» **WHAT YOU NEED TO DO**:
1. Please say whether each statement below agrees with the maximum product subarray page: (a) the approach runs a nested for loop to generate every subarray, (b) the function starts result at zero, (c) for the input {-1, -3, -10, 0, 60}, the subarray given is {60}. Answer each with yes or no and quote the deciding words from the maximum product subarray page.
2. Carry on writing the maximum product subarray page below from the point where it ends.

» **PAGE**:
□ □ □

Input: arr[] = {6, -3, -10, 0, 2}
Output:  180
Explanation: The subarray is {6, -3, -10}

Input: arr[] = {-1, -3, -10, 0, 60}
Output:   60
Explanation: The subarray is {60}

Maximum Product Subarray by Traverse Over Every Contiguous Subarray:

The idea is to traverse over every contiguous subarray, find the product of each of these subarrays and return the maximum product from these results.

Follow the below steps to solve the problem:

  • Run a nested for loop to generate every subarray
    • Calculate the product of elements in the current subarray
  • Return the maximum of these products calculated from the subarrays

Below is the implementation of the above approach:

C++




// C++ program to find Maximum Product Subarray
#include <bits/stdc++.h>
using namespace std;
 
/* Returns the product of max product subarray.*/
int maxSubarrayProduct(int arr[], int n)
{
    // Initializing result
    int result = arr[0];
 
    for (int i = 0; i < n; i++) {
        int mul = arr[i];
        // traversing in current subarray
        for (int j = i + 1; j < n; j++) {
            // updating result every time
            // to keep an eye over the maximum product
            result = max(result, mul);
            mul *= arr[j];
        }
        // updating the result for (n-1)th index.
        result = max(result, mul);
    }
    return result;
}
 
// Driver code
int main()
{
    int arr[] = { 1, -2, -3, 0, 7, -8, -2 };
    int n = sizeof(arr) / sizeof(arr[0]);
    cout << "Maximum Sub array product is "

□ □ □

[Records from a data source]
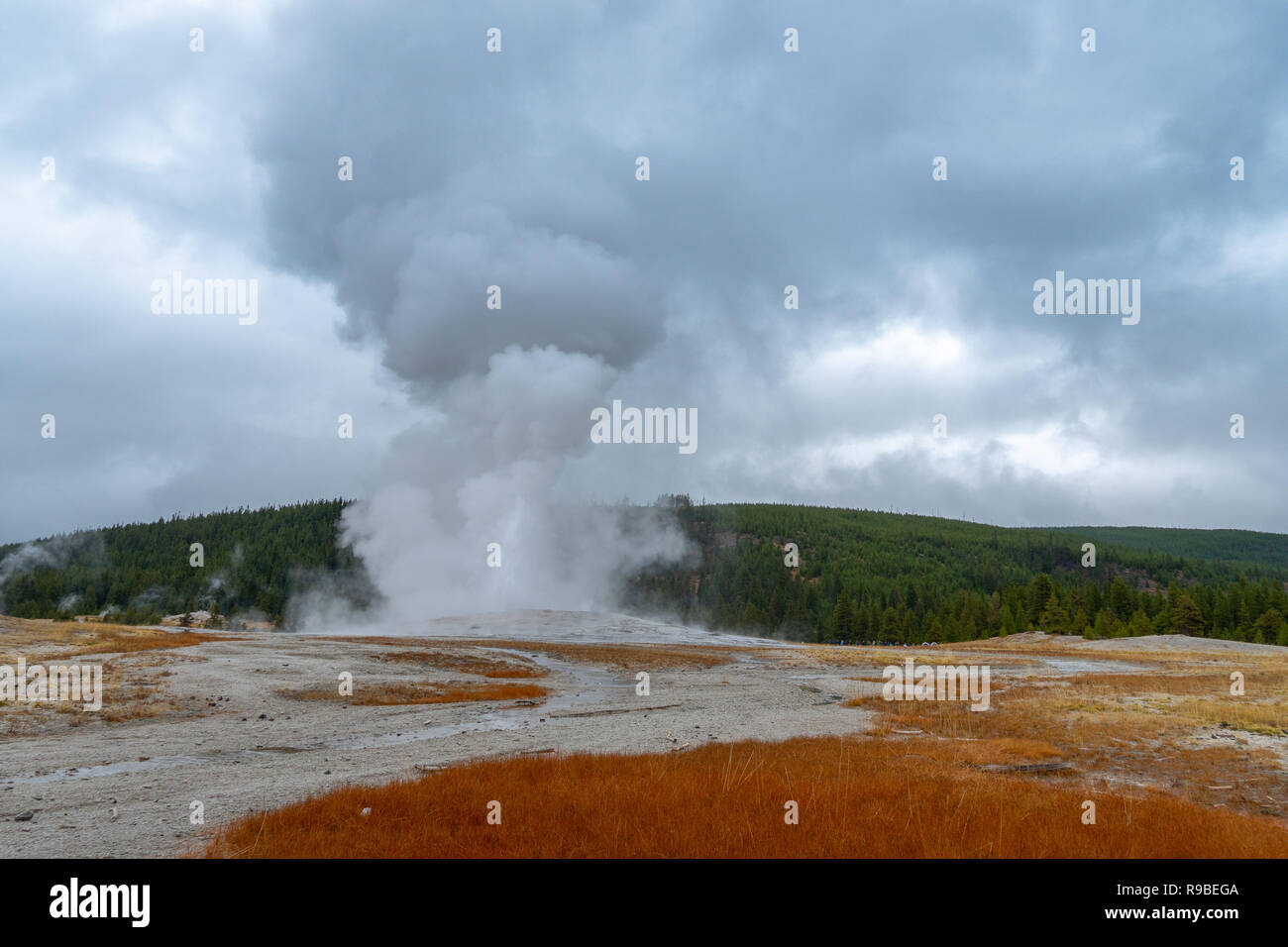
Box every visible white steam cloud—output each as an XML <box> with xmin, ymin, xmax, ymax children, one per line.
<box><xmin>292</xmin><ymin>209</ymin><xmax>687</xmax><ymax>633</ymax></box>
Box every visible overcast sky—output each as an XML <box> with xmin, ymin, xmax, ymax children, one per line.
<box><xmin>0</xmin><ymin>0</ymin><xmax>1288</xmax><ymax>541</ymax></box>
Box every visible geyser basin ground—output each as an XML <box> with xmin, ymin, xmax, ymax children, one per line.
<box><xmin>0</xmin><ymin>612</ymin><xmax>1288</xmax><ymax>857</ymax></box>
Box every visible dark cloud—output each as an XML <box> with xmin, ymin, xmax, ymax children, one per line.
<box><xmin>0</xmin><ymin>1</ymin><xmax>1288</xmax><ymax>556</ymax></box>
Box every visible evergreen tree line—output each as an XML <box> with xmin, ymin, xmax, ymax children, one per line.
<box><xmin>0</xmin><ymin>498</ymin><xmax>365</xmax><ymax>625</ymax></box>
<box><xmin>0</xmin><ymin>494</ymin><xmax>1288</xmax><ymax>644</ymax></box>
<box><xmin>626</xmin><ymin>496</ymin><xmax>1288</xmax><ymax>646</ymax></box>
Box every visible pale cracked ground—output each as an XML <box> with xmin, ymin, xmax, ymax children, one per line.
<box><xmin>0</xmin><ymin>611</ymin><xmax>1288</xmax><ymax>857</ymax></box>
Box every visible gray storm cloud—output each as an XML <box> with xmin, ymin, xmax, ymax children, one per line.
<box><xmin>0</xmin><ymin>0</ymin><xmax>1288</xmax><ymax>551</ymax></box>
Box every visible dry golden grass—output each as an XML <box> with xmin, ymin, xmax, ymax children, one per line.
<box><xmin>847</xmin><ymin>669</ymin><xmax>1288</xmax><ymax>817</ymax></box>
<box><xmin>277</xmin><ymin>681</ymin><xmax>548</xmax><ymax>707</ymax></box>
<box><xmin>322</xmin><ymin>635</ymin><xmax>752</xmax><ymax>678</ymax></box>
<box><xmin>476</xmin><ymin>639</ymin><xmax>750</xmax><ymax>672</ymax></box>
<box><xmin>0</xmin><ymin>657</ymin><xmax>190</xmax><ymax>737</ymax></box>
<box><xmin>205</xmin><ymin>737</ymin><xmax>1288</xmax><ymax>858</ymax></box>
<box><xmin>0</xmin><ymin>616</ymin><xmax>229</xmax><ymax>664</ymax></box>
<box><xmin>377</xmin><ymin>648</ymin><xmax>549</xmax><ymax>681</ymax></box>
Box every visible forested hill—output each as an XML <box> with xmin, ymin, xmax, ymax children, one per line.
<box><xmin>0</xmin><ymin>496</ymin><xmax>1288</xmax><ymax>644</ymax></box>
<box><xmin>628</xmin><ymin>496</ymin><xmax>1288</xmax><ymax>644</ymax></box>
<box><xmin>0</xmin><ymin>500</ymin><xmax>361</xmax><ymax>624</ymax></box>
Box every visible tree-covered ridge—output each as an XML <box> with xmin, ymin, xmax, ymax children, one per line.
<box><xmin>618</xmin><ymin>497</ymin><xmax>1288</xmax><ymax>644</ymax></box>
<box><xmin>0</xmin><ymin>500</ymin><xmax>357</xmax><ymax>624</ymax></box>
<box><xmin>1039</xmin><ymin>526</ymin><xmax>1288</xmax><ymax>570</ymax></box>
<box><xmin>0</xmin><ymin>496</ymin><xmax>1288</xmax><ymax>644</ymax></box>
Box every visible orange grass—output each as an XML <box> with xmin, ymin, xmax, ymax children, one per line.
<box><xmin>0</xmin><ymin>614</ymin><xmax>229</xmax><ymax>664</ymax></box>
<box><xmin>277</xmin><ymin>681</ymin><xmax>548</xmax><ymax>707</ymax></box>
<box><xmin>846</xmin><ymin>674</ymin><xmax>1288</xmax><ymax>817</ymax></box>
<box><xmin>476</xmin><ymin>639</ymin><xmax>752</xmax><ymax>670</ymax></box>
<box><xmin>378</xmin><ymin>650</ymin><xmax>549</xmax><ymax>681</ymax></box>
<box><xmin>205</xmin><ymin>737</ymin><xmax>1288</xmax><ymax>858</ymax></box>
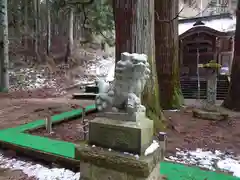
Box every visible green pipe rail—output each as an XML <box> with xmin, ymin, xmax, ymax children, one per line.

□ □ □

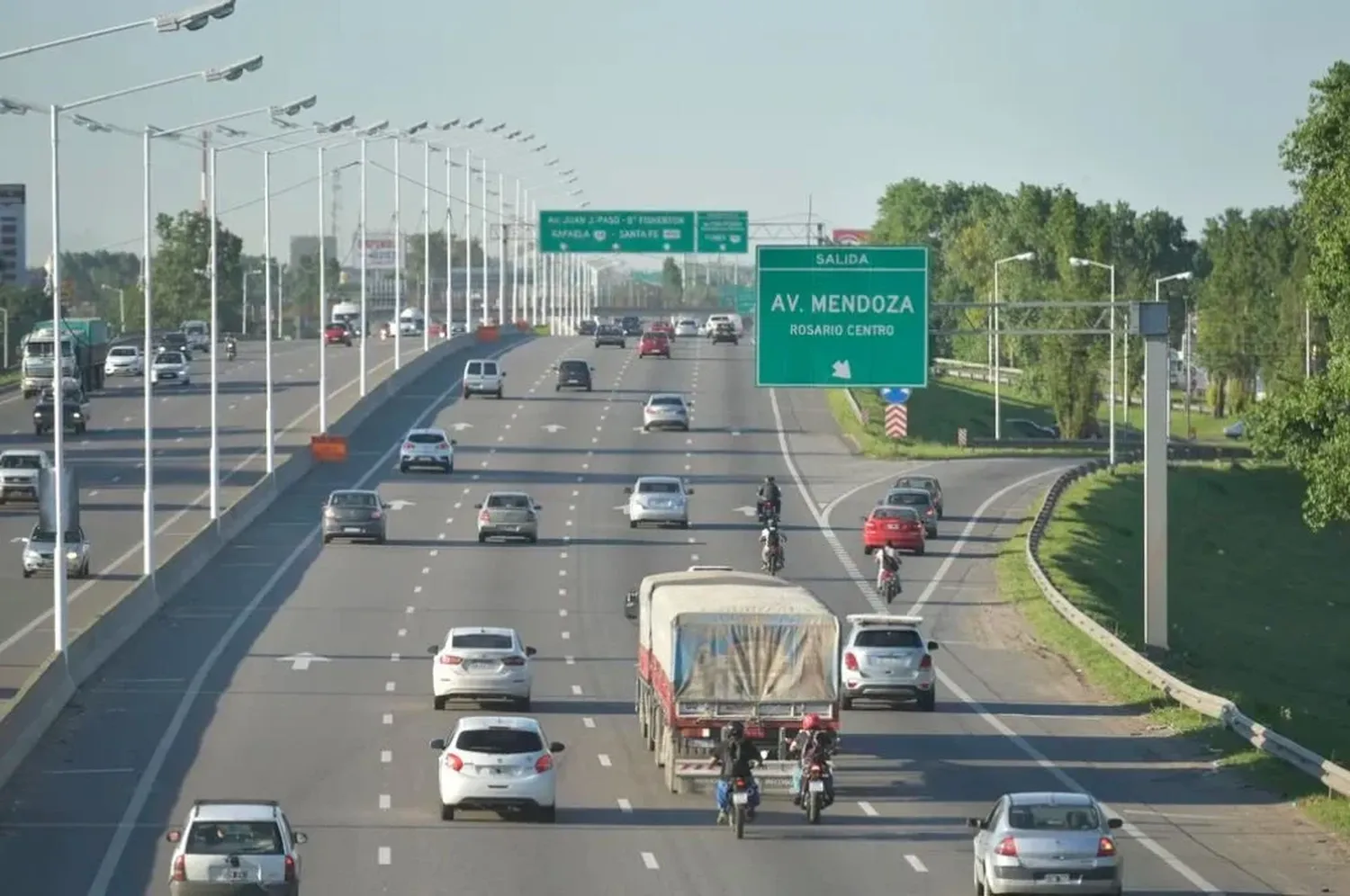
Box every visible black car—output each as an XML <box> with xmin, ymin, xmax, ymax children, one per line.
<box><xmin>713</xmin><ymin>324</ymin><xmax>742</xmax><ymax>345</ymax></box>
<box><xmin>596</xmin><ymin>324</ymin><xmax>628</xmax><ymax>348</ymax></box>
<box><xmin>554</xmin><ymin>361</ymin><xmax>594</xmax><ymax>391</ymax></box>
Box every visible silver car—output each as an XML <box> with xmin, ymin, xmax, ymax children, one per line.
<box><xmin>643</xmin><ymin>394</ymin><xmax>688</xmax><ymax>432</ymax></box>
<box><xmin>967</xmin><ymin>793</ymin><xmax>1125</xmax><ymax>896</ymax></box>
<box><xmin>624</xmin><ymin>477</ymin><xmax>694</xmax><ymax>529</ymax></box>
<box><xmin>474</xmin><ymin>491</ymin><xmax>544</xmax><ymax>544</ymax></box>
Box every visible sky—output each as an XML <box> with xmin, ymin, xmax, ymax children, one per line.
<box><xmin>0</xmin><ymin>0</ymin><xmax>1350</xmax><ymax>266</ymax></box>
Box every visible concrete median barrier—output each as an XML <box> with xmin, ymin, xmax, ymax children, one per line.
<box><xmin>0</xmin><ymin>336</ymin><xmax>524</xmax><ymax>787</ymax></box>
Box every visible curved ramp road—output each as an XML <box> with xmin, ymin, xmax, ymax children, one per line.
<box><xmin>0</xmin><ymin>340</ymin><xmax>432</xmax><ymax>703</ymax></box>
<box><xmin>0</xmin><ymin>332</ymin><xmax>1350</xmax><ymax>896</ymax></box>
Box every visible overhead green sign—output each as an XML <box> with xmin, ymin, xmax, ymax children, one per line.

□ □ □

» **RESULTS BY TASK**:
1.
(a) Yes: "Run a nested for loop to generate every subarray"
(b) No: "int result = arr[0];"
(c) Yes: "The subarray is {60}"

2.
         << maxSubarrayProduct(arr, n);
    return 0;
}
 
// This code is contributed by Aditya Kumar (adityakumar129)


C




// C program to find Maximum Product Subarray
#include <stdio.h>
 
// Find maximum between two numbers.
int max(int num1, int num2)
{
    return (num1 > num2) ? num1 : num2;
}
 
/* Returns the product of max product subarray.*/
int maxSubarrayProduct(int arr[], int n)
{
    // Initializing result
    int result = arr[0];
 
    for (int i = 0; i < n; i++) {
        int mul = arr[i];
        // traversing in current subarray
        for (int j = i + 1; j < n; j++) {
            // updating result every time
            // to keep an eye over the maximum product
            result = max(result, mul);
            mul *= arr[j];
        }
        // updating the result for (n-1)th index.
        result = max(result, mul);
    }
    return result;
}
 
// Driver code
int main()
{
    int arr[] = { 1, -2, -3, 0, 7, -8, -2 };
    int n = sizeof(arr) / sizeof(arr[0]);
    printf("Maximum Sub array product is %d ",
           maxSubarrayProduct(arr, n));
    return 0;
}
 
// This code is contributed by Aditya Kumar (adityakumar129)


Java




// Java program to find maximum product subarray
import java.io.*;
 
class GFG {
    /* Returns the product of max product subarray.*/
    static int maxSubarrayProduct(int arr[])
    {
        // Initializing result
        int result = arr[0];
        int n = arr.length;
 
        for (int i = 0; i < n; i++) {
            int mul = arr[i];
            // traversing in current subarray
            for (int j = i + 1; j < n; j++) {
                // updating result every time to keep an eye
                // over the maximum product
                result = Math.max(result, mul);
                mul *= arr[j];
            }
            // updating the result for (n-1)th index.
            result = Math.max(result, mul);
        }
        return result;
    }
 
    // Driver Code
    public static void main(String[] args)
    {
        int arr[] = { 1, -2, -3, 0, 7, -8, -2 };
        System.out.println("Maximum Sub array product is "
                           + maxSubarrayProduct(arr));
    }
}
 
// This code is contributed by Aditya Kumar (adityakumar129)


Python3




# Python3 program to find Maximum Product Subarray
 
# Returns the product of max product subarray.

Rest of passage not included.